Rewrite everything from "Find the white ceiling;" down to "pixel 376 54", putting "place a point" in place of "drop a point" and leaving all else unchanged.

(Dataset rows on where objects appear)
· · · · ·
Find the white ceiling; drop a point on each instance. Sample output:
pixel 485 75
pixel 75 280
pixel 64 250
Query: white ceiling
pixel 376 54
· · · · ·
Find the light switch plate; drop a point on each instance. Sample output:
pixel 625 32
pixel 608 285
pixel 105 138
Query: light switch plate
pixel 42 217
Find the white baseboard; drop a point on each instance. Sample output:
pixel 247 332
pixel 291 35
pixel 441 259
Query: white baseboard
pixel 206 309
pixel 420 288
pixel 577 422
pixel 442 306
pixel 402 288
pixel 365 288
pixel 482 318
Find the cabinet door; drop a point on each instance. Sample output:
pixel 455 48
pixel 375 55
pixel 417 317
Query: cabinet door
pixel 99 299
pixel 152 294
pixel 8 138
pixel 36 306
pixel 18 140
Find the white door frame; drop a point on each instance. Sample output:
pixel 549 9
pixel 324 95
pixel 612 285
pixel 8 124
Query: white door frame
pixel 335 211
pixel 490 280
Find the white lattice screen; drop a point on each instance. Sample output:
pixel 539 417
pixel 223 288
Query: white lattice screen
· · · · ·
== Correct answer ==
Find the white ceiling; place a point on each instance. Sample output:
pixel 485 75
pixel 75 280
pixel 64 250
Query: white ceiling
pixel 376 54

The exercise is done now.